Requirement 1:
Quote the aquarium forum text below in full, without changing a single character.

Part of me wants to make the 20g a full hygro tank, but I don't know if I can afford the potassium for it lol. I would love 3 main plants. A bush of h. polysperma/sunset mixed, h. willow in the middle, and h. Tiger on its left all on the left side/back corner of the tank.


----------



## Italionstallion888 (Jun 29, 2013)

Hello everybody, happy weekend to you all. 

Nice photo I snagged of Sebastian. He and my pleco who's 8 years old have been with me from the start. he's always been a little bland in color. With the new tank design and more enclosed plant growth he's done a 180. He's my favorite fish. So much character. If the bolivians were the avengets. Sebastian would be captain America in the tank. Always keep the peace. 











Taking suggestions for this guy's name.










Female is looking good, I've observed some courting action over the last few days. I'm going to add more oak this afternoon. Water change tomorrow. I need to drop my gh be about 3 degrees. I want to do it naturally without r/o for the time being. More tannins please!

(Segmentation dataset entries)

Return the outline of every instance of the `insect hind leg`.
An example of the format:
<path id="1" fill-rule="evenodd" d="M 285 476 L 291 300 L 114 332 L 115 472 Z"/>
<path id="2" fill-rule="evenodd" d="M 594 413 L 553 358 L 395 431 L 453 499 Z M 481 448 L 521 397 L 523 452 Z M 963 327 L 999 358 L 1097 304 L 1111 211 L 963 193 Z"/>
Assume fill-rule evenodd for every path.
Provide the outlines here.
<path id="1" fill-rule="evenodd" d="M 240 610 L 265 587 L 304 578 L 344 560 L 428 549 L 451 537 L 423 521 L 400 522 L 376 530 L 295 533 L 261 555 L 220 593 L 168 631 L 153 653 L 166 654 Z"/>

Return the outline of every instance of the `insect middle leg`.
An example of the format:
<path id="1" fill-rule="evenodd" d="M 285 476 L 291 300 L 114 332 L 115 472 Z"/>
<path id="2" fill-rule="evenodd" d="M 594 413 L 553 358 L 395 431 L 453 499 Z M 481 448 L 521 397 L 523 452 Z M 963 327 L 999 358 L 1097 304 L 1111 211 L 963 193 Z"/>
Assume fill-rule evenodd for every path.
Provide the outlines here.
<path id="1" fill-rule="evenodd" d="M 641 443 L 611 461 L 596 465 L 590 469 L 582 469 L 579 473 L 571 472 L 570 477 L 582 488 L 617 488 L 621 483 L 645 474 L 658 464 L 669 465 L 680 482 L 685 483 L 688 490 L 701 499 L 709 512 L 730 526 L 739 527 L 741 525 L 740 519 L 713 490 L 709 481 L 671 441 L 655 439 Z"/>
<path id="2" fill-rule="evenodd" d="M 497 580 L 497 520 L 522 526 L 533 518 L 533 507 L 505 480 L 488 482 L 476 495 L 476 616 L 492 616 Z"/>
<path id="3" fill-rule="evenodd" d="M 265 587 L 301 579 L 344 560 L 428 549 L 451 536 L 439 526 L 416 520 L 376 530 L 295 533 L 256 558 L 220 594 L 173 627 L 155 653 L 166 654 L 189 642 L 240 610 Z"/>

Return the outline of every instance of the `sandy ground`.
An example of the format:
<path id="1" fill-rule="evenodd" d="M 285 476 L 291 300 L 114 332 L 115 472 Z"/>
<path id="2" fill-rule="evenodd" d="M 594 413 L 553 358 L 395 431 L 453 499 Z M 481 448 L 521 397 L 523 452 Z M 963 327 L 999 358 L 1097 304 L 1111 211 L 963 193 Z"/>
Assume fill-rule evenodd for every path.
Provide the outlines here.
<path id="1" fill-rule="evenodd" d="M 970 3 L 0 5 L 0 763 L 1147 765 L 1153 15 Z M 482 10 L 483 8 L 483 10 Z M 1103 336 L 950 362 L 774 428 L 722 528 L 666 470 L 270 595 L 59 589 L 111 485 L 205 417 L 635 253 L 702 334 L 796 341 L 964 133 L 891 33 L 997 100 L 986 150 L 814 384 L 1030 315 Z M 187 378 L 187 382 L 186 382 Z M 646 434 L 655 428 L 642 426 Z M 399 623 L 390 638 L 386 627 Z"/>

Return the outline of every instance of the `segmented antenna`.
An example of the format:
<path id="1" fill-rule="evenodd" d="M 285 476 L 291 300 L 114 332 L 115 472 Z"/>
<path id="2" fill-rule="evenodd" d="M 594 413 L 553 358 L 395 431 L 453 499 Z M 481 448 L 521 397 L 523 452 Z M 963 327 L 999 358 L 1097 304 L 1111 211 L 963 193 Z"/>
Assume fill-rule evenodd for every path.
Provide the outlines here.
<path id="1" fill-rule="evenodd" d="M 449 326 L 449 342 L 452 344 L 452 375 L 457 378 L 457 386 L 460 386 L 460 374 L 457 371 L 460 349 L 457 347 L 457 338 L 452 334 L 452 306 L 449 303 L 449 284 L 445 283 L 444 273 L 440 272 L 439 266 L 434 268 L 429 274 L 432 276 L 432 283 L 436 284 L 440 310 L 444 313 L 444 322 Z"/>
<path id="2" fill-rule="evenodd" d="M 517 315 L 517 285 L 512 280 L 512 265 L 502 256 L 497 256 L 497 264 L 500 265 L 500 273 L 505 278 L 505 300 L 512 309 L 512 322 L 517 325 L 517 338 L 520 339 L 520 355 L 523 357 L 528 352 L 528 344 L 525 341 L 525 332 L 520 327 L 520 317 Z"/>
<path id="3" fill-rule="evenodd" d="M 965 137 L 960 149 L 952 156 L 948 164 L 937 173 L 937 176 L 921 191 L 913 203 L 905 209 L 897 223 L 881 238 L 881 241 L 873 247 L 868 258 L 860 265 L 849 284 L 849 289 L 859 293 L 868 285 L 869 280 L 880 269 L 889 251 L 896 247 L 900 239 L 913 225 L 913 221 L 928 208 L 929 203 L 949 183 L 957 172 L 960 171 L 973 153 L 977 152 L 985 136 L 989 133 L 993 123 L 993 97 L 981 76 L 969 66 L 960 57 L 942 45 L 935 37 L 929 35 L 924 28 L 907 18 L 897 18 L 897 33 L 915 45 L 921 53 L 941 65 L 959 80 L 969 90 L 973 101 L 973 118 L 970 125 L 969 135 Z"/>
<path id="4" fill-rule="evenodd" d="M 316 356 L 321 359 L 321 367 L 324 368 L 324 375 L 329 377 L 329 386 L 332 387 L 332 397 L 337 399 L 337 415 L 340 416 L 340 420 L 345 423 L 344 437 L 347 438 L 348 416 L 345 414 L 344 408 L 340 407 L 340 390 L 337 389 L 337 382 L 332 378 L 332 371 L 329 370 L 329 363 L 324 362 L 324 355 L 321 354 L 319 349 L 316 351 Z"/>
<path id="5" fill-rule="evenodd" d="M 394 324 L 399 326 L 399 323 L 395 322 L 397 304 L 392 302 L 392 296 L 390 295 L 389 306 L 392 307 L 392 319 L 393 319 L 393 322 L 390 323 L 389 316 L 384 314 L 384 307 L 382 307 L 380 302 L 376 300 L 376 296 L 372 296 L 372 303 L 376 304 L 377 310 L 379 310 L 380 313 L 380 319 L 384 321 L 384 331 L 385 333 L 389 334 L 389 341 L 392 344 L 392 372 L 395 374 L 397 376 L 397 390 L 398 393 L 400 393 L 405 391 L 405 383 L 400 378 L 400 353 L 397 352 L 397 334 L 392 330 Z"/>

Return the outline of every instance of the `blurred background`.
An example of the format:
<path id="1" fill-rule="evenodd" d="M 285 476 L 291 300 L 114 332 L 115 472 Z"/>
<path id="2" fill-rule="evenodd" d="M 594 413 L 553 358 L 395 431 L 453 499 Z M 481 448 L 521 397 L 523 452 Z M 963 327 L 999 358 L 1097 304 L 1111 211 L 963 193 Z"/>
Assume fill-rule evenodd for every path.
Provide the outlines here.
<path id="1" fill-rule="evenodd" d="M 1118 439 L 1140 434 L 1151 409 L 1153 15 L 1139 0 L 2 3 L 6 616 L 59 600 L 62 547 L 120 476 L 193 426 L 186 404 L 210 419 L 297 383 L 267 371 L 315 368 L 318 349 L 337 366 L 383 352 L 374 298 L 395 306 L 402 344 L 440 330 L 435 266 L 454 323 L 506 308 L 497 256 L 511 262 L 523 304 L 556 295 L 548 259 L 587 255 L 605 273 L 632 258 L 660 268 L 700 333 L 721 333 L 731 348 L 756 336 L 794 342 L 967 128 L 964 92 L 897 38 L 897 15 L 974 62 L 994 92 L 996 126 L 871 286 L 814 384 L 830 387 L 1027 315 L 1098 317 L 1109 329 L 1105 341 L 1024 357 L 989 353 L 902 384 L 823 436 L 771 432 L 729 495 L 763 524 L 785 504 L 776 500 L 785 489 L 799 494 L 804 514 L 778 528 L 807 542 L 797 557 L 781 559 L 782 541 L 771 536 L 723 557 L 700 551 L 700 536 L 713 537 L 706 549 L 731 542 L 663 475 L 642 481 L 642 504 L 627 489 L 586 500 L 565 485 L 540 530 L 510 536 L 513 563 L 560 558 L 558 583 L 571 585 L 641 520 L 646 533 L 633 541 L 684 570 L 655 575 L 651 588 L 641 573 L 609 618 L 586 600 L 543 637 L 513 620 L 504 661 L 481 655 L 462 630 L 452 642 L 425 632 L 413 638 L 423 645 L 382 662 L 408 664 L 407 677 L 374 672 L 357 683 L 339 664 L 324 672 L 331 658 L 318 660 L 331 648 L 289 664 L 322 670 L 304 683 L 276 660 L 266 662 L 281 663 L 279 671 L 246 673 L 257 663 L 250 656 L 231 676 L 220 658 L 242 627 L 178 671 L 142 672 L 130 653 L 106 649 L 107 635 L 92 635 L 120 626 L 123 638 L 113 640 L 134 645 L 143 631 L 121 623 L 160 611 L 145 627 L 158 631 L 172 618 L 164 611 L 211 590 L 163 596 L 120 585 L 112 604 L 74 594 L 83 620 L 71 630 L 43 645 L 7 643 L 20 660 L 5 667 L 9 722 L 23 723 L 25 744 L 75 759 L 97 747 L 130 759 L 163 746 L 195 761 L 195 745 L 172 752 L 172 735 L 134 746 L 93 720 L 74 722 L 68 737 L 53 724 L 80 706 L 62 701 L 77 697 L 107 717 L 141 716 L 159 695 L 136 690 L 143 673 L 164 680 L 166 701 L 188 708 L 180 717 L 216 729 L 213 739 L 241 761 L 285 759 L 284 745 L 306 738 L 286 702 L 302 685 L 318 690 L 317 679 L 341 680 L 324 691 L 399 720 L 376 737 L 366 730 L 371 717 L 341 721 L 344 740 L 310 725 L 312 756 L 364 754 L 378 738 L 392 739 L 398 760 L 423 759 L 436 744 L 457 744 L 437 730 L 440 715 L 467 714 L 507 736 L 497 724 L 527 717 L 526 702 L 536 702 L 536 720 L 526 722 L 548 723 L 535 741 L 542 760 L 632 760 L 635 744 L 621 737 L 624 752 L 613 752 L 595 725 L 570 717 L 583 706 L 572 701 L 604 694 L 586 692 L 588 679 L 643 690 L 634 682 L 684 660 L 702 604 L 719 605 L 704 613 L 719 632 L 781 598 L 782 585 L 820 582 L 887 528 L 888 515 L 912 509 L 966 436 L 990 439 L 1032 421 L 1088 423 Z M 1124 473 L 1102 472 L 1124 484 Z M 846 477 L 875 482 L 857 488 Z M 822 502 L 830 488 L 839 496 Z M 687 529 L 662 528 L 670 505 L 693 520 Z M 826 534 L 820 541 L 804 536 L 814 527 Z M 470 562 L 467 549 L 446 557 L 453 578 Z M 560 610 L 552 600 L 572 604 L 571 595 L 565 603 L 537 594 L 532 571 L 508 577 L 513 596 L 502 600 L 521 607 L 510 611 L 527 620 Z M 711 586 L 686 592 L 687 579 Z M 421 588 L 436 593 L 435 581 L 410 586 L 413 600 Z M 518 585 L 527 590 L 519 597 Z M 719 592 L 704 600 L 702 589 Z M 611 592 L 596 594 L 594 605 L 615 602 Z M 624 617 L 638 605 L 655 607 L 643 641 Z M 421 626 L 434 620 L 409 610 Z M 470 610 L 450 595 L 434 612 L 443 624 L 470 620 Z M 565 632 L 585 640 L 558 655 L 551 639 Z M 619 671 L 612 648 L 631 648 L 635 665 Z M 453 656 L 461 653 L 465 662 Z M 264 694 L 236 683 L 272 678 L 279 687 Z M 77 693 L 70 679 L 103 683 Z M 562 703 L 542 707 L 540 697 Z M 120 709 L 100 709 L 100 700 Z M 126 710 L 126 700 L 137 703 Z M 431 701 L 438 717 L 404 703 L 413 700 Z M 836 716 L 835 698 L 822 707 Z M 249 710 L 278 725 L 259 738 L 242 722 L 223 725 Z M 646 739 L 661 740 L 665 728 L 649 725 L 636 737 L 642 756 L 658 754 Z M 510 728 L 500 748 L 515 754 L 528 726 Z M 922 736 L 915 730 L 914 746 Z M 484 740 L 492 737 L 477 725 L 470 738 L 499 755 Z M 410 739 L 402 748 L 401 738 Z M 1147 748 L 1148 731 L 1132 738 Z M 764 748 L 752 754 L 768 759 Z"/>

Requirement 2:
Find each line in the entries above that contains the string "insect", matching case exactly, and copy those lines.

Problem solution 1:
Part of me wants to make the 20g a full hygro tank, but I don't know if I can afford the potassium for it lol. I would love 3 main plants. A bush of h. polysperma/sunset mixed, h. willow in the middle, and h. Tiger on its left all on the left side/back corner of the tank.


----------



## Italionstallion888 (Jun 29, 2013)

Hello everybody, happy weekend to you all. 

Nice photo I snagged of Sebastian. He and my pleco who's 8 years old have been with me from the start. he's always been a little bland in color. With the new tank design and more enclosed plant growth he's done a 180. He's my favorite fish. So much character. If the bolivians were the avengets. Sebastian would be captain America in the tank. Always keep the peace. 











Taking suggestions for this guy's name.










Female is looking good, I've observed some courting action over the last few days. I'm going to add more oak this afternoon. Water change tomorrow. I need to drop my gh be about 3 degrees. I want to do it naturally without r/o for the time being. More tannins please!

Problem solution 2:
Return the outline of every instance of the `insect hind leg`.
Return the outline of every instance of the `insect middle leg`.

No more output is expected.